»»

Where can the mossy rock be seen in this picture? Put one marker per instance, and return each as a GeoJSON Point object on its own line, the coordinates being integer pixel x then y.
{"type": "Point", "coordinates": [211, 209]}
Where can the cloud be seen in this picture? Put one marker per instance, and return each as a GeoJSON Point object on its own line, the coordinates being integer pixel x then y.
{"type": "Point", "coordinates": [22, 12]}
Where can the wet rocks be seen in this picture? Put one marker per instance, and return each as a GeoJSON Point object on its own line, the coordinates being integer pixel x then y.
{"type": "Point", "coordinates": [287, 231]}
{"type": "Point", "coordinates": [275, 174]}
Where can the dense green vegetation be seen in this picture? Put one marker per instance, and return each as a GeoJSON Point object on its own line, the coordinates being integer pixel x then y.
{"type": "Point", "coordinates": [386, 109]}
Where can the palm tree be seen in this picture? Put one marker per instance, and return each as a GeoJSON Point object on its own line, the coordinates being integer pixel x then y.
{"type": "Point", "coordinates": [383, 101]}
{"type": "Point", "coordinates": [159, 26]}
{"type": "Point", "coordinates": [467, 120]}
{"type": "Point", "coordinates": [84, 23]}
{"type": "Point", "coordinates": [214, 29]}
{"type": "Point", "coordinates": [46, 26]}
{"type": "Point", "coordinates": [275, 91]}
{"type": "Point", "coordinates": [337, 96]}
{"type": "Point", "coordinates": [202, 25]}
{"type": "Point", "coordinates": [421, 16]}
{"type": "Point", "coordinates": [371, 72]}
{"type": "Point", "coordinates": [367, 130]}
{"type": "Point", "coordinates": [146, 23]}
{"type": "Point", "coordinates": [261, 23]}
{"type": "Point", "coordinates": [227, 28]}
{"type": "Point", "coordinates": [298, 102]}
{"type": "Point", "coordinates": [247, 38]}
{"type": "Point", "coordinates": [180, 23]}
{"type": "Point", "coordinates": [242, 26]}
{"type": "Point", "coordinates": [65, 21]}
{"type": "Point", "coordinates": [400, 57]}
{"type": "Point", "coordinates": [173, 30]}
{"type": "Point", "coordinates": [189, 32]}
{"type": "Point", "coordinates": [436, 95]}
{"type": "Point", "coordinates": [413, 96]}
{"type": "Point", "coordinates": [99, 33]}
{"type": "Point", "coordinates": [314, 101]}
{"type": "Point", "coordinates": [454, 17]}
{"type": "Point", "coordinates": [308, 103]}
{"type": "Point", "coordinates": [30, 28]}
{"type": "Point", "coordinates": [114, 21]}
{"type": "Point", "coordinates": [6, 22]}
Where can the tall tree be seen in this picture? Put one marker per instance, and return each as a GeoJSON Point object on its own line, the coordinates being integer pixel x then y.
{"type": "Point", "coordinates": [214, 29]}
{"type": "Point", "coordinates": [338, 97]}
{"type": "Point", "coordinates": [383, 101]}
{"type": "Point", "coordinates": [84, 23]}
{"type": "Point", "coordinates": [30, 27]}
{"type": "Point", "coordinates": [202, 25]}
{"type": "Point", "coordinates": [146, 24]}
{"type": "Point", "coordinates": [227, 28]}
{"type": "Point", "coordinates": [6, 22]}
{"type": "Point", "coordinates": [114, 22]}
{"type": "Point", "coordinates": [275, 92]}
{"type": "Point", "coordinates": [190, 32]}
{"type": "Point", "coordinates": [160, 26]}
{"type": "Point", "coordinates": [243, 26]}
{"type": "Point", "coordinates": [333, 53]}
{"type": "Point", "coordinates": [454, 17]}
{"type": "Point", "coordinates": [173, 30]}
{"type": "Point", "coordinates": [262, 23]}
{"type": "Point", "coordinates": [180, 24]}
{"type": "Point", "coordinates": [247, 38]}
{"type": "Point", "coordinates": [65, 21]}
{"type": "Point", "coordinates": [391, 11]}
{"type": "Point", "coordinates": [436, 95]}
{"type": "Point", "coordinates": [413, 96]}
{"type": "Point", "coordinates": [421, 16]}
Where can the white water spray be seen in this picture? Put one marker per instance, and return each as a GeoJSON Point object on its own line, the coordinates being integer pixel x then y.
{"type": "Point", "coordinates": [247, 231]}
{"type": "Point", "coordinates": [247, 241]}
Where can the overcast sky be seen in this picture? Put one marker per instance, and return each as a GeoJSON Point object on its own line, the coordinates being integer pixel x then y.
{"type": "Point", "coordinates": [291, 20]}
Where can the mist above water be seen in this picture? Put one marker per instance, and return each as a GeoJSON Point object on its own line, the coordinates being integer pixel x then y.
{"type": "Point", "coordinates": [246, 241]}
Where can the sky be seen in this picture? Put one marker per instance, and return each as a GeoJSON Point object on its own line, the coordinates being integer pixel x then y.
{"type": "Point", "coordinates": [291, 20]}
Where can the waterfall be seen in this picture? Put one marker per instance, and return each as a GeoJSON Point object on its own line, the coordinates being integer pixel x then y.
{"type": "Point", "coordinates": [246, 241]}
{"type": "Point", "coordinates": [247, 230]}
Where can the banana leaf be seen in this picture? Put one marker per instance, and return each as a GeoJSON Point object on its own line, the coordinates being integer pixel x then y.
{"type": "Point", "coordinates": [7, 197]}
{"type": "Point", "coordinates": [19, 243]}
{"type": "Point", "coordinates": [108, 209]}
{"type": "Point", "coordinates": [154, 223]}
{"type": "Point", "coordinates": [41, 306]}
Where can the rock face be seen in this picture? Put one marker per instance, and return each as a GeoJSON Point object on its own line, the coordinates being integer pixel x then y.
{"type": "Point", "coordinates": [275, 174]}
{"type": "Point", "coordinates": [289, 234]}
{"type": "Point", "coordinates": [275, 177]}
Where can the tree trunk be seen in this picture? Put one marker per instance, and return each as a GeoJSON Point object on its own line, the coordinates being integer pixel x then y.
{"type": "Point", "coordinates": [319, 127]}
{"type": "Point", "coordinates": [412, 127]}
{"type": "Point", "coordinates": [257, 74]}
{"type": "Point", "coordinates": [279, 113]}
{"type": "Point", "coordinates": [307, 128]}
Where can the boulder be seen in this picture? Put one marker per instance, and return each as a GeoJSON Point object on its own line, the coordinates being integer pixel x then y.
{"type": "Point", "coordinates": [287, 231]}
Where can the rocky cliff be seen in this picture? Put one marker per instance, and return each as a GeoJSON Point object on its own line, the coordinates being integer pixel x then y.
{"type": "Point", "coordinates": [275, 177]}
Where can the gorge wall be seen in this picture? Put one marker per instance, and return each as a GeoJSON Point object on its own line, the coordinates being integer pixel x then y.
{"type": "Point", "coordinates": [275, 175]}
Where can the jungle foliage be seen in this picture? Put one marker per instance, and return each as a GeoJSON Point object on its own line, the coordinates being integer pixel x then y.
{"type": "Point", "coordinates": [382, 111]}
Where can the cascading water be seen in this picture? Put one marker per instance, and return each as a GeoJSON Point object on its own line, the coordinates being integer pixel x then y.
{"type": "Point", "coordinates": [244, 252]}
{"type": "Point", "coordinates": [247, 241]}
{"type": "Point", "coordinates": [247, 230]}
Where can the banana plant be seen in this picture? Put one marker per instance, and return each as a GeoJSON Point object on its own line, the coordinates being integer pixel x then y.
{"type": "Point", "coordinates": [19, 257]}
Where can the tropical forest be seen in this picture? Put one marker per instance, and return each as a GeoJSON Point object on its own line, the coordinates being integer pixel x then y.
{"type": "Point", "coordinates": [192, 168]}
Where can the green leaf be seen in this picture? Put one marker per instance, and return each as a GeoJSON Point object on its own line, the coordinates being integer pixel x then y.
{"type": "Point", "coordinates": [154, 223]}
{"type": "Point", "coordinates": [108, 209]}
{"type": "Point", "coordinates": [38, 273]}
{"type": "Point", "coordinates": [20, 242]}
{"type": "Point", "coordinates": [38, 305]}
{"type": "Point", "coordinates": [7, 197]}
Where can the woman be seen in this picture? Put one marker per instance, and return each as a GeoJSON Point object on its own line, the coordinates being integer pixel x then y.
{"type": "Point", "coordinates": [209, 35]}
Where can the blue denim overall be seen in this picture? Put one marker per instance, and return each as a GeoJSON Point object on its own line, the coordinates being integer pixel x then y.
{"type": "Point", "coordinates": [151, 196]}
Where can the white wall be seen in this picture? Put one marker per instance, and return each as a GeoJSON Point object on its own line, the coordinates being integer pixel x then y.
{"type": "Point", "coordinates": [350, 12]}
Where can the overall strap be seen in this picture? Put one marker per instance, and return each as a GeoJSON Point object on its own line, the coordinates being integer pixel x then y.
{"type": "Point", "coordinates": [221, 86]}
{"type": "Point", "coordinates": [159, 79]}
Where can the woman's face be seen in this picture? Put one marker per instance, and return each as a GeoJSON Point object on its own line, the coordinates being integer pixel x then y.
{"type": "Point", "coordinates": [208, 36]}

««

Copy word for word every line from the one containing "Where can the woman's" through the end of the listing.

CORRECT OUTPUT:
Where can the woman's face be seen in this picture? Put one marker per instance, and return each as a GeoJSON Point object on its own line, the coordinates being integer pixel x then y.
{"type": "Point", "coordinates": [208, 36]}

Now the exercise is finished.